WHAT TO DO: All entries should be output exactly as they stand.

MATERIAL PROVIDED:
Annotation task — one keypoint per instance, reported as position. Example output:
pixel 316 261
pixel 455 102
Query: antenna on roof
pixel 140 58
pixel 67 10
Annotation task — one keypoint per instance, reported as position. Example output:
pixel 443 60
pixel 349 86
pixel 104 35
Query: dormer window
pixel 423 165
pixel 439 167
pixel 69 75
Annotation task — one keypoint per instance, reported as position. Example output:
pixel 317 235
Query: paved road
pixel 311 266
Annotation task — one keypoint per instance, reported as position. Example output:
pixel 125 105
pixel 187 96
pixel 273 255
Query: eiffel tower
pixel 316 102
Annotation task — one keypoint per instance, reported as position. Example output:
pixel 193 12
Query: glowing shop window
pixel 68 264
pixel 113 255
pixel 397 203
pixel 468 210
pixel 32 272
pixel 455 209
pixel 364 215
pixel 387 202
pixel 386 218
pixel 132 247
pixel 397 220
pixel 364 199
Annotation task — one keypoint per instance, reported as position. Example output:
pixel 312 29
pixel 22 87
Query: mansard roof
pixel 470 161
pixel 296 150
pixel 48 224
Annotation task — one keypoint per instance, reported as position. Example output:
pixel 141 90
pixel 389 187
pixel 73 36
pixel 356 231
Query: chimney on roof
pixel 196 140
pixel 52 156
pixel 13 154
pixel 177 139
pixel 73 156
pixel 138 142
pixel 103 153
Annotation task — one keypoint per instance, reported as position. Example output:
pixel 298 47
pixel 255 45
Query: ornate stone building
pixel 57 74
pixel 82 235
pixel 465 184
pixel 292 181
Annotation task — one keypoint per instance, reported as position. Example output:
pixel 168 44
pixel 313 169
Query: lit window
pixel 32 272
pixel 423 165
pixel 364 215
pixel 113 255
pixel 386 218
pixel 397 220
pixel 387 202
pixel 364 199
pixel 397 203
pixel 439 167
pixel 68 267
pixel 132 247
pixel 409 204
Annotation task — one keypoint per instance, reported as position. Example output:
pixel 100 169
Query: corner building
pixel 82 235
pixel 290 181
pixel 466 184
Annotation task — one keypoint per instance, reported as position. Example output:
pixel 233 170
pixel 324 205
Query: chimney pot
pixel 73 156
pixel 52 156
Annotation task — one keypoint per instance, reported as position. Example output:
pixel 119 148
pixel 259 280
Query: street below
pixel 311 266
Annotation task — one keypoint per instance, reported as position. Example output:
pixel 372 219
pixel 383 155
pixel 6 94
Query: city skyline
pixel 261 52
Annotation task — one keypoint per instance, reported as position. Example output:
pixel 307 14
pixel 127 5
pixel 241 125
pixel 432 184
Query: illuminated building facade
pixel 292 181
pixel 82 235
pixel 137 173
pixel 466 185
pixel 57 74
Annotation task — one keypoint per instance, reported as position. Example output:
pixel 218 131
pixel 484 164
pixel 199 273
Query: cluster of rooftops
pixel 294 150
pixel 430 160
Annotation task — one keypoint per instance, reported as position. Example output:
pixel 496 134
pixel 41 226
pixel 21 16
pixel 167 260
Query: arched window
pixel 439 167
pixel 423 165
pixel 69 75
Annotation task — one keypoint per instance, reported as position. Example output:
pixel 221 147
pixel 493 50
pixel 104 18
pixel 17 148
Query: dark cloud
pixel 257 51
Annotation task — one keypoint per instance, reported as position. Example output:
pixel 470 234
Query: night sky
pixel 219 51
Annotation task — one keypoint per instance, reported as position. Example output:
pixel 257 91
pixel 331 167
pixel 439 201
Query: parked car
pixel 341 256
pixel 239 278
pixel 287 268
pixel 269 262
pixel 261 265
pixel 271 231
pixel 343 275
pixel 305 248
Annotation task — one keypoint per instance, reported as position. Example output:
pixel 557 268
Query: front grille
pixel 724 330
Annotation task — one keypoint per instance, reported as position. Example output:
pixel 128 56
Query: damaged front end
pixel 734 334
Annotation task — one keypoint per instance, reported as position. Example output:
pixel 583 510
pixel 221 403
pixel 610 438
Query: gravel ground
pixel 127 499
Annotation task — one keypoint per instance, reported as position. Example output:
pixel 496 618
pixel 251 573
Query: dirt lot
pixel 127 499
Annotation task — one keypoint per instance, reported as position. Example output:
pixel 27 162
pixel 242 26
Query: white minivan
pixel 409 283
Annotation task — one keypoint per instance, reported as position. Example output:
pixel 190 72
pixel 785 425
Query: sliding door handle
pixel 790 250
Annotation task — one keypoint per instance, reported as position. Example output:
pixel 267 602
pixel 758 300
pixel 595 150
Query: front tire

TASK OUTPUT:
Annotation task — one keypoint per instance, reported as position. Example output:
pixel 316 261
pixel 455 102
Query: antenna on roof
pixel 140 58
pixel 67 10
Annotation task — one keypoint per instance, reported as position. Example output:
pixel 443 60
pixel 349 86
pixel 104 35
Query: dormer window
pixel 423 165
pixel 439 167
pixel 69 75
Annotation task — one keypoint per instance, reported as position. Example output:
pixel 317 235
Query: paved road
pixel 311 266
Annotation task — one keypoint per instance, reported as position. Example output:
pixel 125 105
pixel 187 96
pixel 273 255
Query: eiffel tower
pixel 316 102
Annotation task — one keypoint per instance, reported as position. Example output:
pixel 193 12
Query: glowing shop window
pixel 68 264
pixel 113 255
pixel 397 203
pixel 468 210
pixel 32 272
pixel 455 209
pixel 364 215
pixel 387 202
pixel 386 218
pixel 132 247
pixel 397 220
pixel 364 199
Annotation task — one keypoint per instance, reported as position. Example output:
pixel 312 29
pixel 22 87
Query: mansard roof
pixel 470 161
pixel 296 150
pixel 48 224
Annotation task — one keypoint per instance, reported as position. Example output:
pixel 141 90
pixel 389 187
pixel 73 36
pixel 356 231
Query: chimney on roof
pixel 196 140
pixel 52 156
pixel 13 154
pixel 177 139
pixel 73 156
pixel 138 142
pixel 103 153
Annotation task — one keypoint per instance, reported as position. Example output:
pixel 298 47
pixel 255 45
Query: ornate stone building
pixel 57 74
pixel 82 235
pixel 465 184
pixel 292 181
Annotation task — one keypoint per instance, reported as position. Example output:
pixel 168 44
pixel 313 169
Query: lit window
pixel 32 272
pixel 423 165
pixel 364 215
pixel 113 255
pixel 386 218
pixel 397 220
pixel 387 202
pixel 364 199
pixel 397 203
pixel 439 167
pixel 68 267
pixel 132 247
pixel 409 204
Annotation task — one keypoint per instance, reported as position. Example output:
pixel 100 169
Query: corner building
pixel 82 235
pixel 290 181
pixel 466 184
Annotation task — one keypoint per instance, reported as position. Example output:
pixel 233 170
pixel 324 205
Query: chimney pot
pixel 73 156
pixel 52 156
Annotation task — one keypoint per instance, reported as position. Example output:
pixel 119 148
pixel 259 280
Query: street below
pixel 311 266
Annotation task — one keypoint per instance, reported as position. Example output:
pixel 372 219
pixel 383 155
pixel 6 94
Query: city skyline
pixel 261 52
Annotation task — one keypoint per instance, reported as position. Example output:
pixel 307 14
pixel 127 5
pixel 241 125
pixel 432 184
Query: illuminated building facade
pixel 292 181
pixel 82 235
pixel 137 173
pixel 466 185
pixel 57 74
Annotation task — one keypoint per instance, reported as position. Example output:
pixel 218 131
pixel 484 164
pixel 199 273
Query: cluster of rooftops
pixel 294 150
pixel 430 160
Annotation task — one keypoint per instance, reported as position. Example output:
pixel 496 134
pixel 41 226
pixel 21 16
pixel 167 260
Query: arched window
pixel 439 167
pixel 423 165
pixel 69 75
Annotation task — one keypoint per instance, reported as position. Example output:
pixel 221 147
pixel 493 50
pixel 104 18
pixel 17 148
Query: dark cloud
pixel 257 51
Annotation task — one keypoint per instance, reported as position. Example output:
pixel 470 234
Query: night sky
pixel 219 51
Annotation task — one keypoint per instance, reported as position. Example output:
pixel 257 91
pixel 331 167
pixel 439 201
Query: parked car
pixel 341 256
pixel 239 278
pixel 287 268
pixel 269 262
pixel 261 265
pixel 271 231
pixel 343 275
pixel 305 248
Annotation task — one keypoint per instance, reported as position. Example output:
pixel 557 268
Query: front grille
pixel 724 330
Annotation task — one keypoint per instance, reported as position. Example output:
pixel 128 56
Query: damaged front end
pixel 734 334
Annotation task — one keypoint per instance, reported as position. Example output:
pixel 583 510
pixel 221 403
pixel 610 438
Query: gravel ground
pixel 127 499
Annotation task — one keypoint per instance, reported as position. Example output:
pixel 496 618
pixel 251 573
Query: dirt lot
pixel 127 499
Annotation task — one keypoint per instance, reported as position. Example output:
pixel 27 162
pixel 242 26
Query: white minivan
pixel 409 283
Annotation task — one keypoint per instance, reported as position. Example output:
pixel 190 72
pixel 785 425
Query: sliding door handle
pixel 790 250
Annotation task — one keypoint per instance, reported as position. Example output:
pixel 267 602
pixel 758 300
pixel 595 150
Query: front tire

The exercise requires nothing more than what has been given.